Text section
══════
Exposing The Sophistry Of Joel Gwin's Debate Charts:
Part Five

by Bill Reeves and Tim Haile

August 06, 2003

   The next chart has to do with the alleged "2nd Putting-Away." Several of us have been charged with taking this position. The terminology is technically inaccurate, and neither brother Reeves nor myself use this language. Again, brother Gwin appeared to be debating someone else in his debate with brother Reeves. Please consider the following chart:

Second Putting Away

   1. Chart # 12 is titled, "If there is a “2nd Putting Away”… It is followed by a series of questions asking brother Reeves to describe the "conditions, terms, qualifications, means, method and verification" of this alleged "2nd putting-away." Of course, the chart completely misrepresented brother Reeves' position. The chart was apparently prepared for someone else.

   2. Where in the scenario treated by Jesus does brother Gwin get a “2nd putting-away?” It’s not there, right?

   3. In the scenario brethren Gwin and Reeves debated, two people are involved in putting away. The two spouses vowed when they married, and now they both disavow; that’s two puttings-away (not a "second" putting-away). Each spouse does only one! And, God approves only of the one of the innocent spouse against whom fornication has been committed. We have to wonder how brother Gwin and his associates would answer the scenario in which one committed fornication against his innocent mate and the two of them went to the courthouse together to get divorced, at the same time! They are going to publicly repudiate each other! One has the right to do so, and the other does not. Is the innocent the "put-away" party? Or, is it the "guilty?" Is God concerned with who was the fastest and first to repudiate, or is He concerned with who was guilty of fornication and who was innocent?

   4. Brother Gwin says, “Since the Bible is silent on this;” yes, because Matthew 19:3 speaks of only one putting-away; that of the husband, doing it for any cause (except for fornication).

   5. To get a “2nd putting away” one has to have a scenario different from the one presented to Jesus. The scenario of brother Gwin’s proposition has its solution in appealing to the principle taught by Jesus in Matthew 19:9a. The innocent wife against whom fornication has been committed has the divine right to repudiate the guilty mate and to remarry. She exercises only one putting-away, the one and only one that God approves. Brother Gwin’s doctrine deprives this innocent wife of the divine right wholly and solely on the basis of the ungodly action of the ungodly spouse whose putting-away did not affect the marriage bond at all!

   6. Brother Joel affirmed that The Bible is silent on this... Actually, brother Gwin doesn’t think the “Bible is silent on this,” because he affirmed in debate that “the Bible teaches” that the put-away wife of his scenario “may not remarry.” How did he learn that, if the Bible is silent on the matter?

   7. Brother Gwin gives a list of six questions. Let him answer them himself for his 1st putting-away, which he called biblical on a previous chart. Will courthouse action be among his answers? His questions assume what he can’t prove; that is, that biblical putting-away requires civil procedure with all of its “conditions, terms, qualifications, means, method, and verification.” Jesus uses a word of action (apoluo, put away) without specifying any particular procedure for executing that action! It means to repudiate, dismiss, or loose. There is no courthouse in apoluo.
══════
(Entries from a dataset)
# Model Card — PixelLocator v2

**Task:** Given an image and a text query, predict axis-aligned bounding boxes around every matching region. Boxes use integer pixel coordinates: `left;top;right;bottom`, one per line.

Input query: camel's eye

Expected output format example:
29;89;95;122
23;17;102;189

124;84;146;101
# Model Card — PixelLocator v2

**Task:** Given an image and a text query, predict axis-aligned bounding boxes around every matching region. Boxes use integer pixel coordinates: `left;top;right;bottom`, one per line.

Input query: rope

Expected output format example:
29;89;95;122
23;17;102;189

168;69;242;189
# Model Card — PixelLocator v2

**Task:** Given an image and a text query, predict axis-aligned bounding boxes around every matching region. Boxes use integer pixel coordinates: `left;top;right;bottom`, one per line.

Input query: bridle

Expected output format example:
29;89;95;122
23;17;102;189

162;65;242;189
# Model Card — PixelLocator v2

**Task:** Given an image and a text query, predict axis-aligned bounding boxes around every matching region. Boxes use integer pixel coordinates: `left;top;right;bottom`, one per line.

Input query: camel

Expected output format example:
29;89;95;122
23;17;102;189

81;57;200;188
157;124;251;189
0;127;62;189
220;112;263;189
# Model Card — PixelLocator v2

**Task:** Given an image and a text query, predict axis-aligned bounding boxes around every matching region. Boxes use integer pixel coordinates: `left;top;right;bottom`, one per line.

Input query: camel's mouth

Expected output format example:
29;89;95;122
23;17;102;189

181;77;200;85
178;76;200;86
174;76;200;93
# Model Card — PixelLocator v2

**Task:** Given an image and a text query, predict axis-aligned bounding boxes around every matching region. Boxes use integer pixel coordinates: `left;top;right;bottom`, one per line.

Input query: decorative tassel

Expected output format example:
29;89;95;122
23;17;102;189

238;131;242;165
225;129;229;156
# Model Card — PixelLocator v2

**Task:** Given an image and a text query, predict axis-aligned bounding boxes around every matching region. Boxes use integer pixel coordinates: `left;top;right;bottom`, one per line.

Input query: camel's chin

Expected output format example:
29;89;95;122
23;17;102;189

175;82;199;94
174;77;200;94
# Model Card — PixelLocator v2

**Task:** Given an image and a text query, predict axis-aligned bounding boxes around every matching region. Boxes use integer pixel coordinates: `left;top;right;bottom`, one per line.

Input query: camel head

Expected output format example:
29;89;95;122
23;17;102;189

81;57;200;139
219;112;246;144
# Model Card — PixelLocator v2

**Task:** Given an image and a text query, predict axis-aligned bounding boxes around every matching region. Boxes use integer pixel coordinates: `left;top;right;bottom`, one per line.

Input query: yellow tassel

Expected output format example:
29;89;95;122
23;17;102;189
══════
Task A
Repeat the stretch of the article on Joel Gwin's debate charts from "Exposing The Sophistry" through "for someone else.", word for word.
Task B
Reproduce the dataset entries from their very first line through the line containing "124;84;146;101", both ends included, and give only those lines.

Reply A
Exposing The Sophistry Of Joel Gwin's Debate Charts:
Part Five

by Bill Reeves and Tim Haile

August 06, 2003

   The next chart has to do with the alleged "2nd Putting-Away." Several of us have been charged with taking this position. The terminology is technically inaccurate, and neither brother Reeves nor myself use this language. Again, brother Gwin appeared to be debating someone else in his debate with brother Reeves. Please consider the following chart:

Second Putting Away

   1. Chart # 12 is titled, "If there is a “2nd Putting Away”… It is followed by a series of questions asking brother Reeves to describe the "conditions, terms, qualifications, means, method and verification" of this alleged "2nd putting-away." Of course, the chart completely misrepresented brother Reeves' position. The chart was apparently prepared for someone else.

Reply B
# Model Card — PixelLocator v2

**Task:** Given an image and a text query, predict axis-aligned bounding boxes around every matching region. Boxes use integer pixel coordinates: `left;top;right;bottom`, one per line.

Input query: camel's eye

Expected output format example:
29;89;95;122
23;17;102;189

124;84;146;101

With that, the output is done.